(Vorliegender Text):
:::

Bild: Findet Trump zu versöhnlich: der Republikaner Matt Gaetz
Berlin taz | Eine Rebellion von nicht einmal zwei Dutzend republikanischen
Abgeordneten [1][blockiert das US-Repräsentantenhaus]. Die Erklärung, warum
diese Leute sich zusammengetan haben, um die Wahl des langjährigen
republikanischen Minderheitsführers Kevin McCarthy zum neuen Speaker of the
House zu verhindern, ist gar nicht so eindeutig. Es sind unterschiedliche
Gruppierungen und Teilmengen von Teilmengen, die da als Block agieren.
Von den 20 Abgeordneten etwa, die am Dienstag und Mittwoch gegen Kevin
McCarthy stimmten, gehören 19 dem sogenannten Freedom Caucus an. Das ist
eine 2015 gegründete Gruppe von Abgeordneten, von denen die meisten bei den
2014er Halbzeitwahlen, unterstützt von der Tea Party, ins
Repräsentantenhaus gewählt worden waren. Der Freedom Caucus gilt als die am
weitesten rechts stehende parlamentarische Gruppierung im US-Kongress, auch
wenn es zur Zeit der Trump-Regierung verschiedene Versuche von Mitgliedern
gab, noch weiter rechts stehende Vereinigungen ins Leben zu rufen.
Der Freedom Caucus an sich allerdings ist größer als die 20, die sich jetzt
gegen McCarthy stellen, rund 50 Abgeordnete gehören dazu. Zwar sind der
frühere und der derzeitige Chef der Gruppierung, Andy Biggs aus Arizona und
Scott Perry aus Pennsylvania, die lautesten Sprecher gegen McCarthy. Aber
die Mehrheit der Mitglieder stimmt für McCarthy, einige stehen recht
prominent an dessen Seite, allen voran die notorische [2][Marjorie Taylor
Greene], die sich als QAnon-Anhängerin und fanatische Trump-Unterstützerin
einen Namen gemacht hat.

:::

Wie viele der 20 Abgeordneten, die am Dienstag und Mittwoch gegen Kevin McCarthy stimmten, gehören laut dem Text über die Blockade des US-Repräsentantenhauses dem Freedom Caucus an? Die anschließenden Einträge sind eigenständiges Material und stehen in keinem Zusammenhang mit dem Text.

Einträge zur Konturbeschriftung:
:::

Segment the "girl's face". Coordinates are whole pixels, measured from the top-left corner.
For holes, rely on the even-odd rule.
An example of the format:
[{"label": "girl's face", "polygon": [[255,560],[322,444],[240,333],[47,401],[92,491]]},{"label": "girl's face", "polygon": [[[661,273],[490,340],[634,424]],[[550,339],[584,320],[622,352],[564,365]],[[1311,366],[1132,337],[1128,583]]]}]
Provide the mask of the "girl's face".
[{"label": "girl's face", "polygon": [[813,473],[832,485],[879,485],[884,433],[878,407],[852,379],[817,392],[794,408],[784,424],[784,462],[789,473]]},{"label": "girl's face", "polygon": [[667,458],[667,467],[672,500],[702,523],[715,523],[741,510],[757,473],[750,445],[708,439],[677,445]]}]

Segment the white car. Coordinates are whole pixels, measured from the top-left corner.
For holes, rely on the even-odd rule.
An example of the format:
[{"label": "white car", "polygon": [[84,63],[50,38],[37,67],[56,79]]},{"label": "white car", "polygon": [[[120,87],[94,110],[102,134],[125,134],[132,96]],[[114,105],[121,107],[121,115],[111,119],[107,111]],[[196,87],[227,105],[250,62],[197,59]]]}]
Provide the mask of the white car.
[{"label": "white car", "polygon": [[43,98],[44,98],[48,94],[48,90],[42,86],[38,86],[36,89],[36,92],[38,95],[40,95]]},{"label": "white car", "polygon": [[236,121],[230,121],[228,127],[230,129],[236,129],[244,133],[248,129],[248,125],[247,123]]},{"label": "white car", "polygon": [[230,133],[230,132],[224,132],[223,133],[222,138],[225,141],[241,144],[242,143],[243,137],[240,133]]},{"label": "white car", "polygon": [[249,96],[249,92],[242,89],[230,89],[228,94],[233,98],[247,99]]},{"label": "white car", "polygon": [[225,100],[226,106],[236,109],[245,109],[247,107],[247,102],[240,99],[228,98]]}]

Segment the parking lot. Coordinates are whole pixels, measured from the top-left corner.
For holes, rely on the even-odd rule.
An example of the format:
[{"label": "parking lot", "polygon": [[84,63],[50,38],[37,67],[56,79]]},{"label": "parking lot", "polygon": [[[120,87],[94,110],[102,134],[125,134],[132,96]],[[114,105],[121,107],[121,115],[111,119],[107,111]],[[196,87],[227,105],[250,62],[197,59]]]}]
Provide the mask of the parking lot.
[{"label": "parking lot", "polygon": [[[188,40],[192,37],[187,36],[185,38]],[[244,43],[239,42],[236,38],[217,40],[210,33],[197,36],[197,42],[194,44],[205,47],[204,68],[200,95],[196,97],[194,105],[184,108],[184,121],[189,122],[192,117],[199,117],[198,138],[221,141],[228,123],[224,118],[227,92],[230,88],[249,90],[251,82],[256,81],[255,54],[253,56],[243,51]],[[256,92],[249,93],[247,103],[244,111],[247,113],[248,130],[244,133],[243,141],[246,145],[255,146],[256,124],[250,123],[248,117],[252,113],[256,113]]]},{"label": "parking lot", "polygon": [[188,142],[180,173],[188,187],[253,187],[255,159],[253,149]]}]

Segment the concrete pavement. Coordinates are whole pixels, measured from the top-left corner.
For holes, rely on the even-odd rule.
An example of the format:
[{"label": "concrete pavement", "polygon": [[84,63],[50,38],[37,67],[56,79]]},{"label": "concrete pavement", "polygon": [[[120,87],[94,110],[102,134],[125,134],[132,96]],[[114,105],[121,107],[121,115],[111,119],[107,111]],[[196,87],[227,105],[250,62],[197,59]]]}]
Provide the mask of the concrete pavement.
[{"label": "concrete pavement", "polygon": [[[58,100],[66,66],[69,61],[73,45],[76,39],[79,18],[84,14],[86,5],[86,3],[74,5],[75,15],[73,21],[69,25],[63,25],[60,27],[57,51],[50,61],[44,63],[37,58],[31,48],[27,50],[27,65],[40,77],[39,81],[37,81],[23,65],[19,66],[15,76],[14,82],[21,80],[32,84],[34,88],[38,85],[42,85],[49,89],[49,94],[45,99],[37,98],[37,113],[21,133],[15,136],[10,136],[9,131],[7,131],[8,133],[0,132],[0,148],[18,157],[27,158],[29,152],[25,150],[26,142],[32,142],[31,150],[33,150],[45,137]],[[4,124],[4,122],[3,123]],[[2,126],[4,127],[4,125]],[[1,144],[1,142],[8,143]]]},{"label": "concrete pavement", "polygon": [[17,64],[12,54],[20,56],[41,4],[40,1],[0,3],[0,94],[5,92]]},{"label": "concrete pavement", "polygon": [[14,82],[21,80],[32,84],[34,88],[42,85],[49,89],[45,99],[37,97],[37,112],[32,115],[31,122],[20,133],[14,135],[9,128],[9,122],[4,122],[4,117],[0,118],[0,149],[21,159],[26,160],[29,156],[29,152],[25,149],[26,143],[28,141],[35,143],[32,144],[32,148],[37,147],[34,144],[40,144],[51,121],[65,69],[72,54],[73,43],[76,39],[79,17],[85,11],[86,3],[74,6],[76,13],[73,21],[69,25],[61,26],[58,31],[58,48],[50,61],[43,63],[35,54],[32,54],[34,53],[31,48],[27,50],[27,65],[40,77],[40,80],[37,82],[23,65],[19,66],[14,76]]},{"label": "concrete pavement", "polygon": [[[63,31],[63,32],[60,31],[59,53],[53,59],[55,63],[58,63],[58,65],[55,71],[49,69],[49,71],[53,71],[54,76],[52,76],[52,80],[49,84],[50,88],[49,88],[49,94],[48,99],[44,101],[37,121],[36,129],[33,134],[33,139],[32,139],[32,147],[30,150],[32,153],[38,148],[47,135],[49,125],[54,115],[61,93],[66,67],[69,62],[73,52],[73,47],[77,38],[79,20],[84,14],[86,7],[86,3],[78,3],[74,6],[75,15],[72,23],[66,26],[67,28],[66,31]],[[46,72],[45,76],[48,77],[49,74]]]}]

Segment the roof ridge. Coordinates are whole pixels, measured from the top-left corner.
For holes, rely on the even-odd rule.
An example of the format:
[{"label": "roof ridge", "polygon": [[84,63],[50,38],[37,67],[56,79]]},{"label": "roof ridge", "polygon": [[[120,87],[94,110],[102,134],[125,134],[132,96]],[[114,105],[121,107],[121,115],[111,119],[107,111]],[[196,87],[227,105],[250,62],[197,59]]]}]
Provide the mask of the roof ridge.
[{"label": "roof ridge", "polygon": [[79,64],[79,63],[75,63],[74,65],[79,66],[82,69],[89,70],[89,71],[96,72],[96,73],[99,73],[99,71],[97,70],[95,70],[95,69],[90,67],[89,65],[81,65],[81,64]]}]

:::

(Lösung der Aufgabe):
19 der 20 Abgeordneten gehören dem Freedom Caucus an.